WORK TO BE COMPLETED: Write the data out again, character for character, with no images.

%%

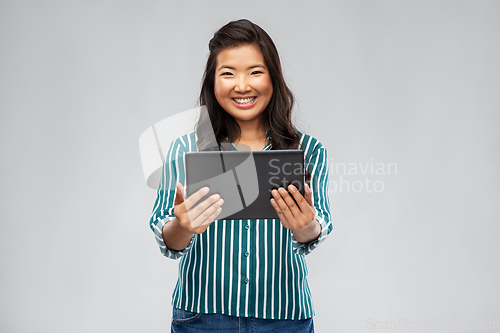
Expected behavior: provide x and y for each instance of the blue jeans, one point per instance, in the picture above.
(192, 322)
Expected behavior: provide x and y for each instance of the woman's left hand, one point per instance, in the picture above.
(294, 217)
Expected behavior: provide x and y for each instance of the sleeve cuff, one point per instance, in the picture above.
(157, 228)
(306, 248)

%%

SOLUTION:
Expected behavior: provide x and y for each instance of the blue jeans, one point per instance, in the picture above.
(192, 322)
Expected behavior: provide x and y for each instance of the woman's left hand, one point per instance, in the picture above.
(294, 217)
Expected behavior: provide x and y for each instance of the sleeve cuff, one point per instance, in the picture above.
(157, 228)
(306, 248)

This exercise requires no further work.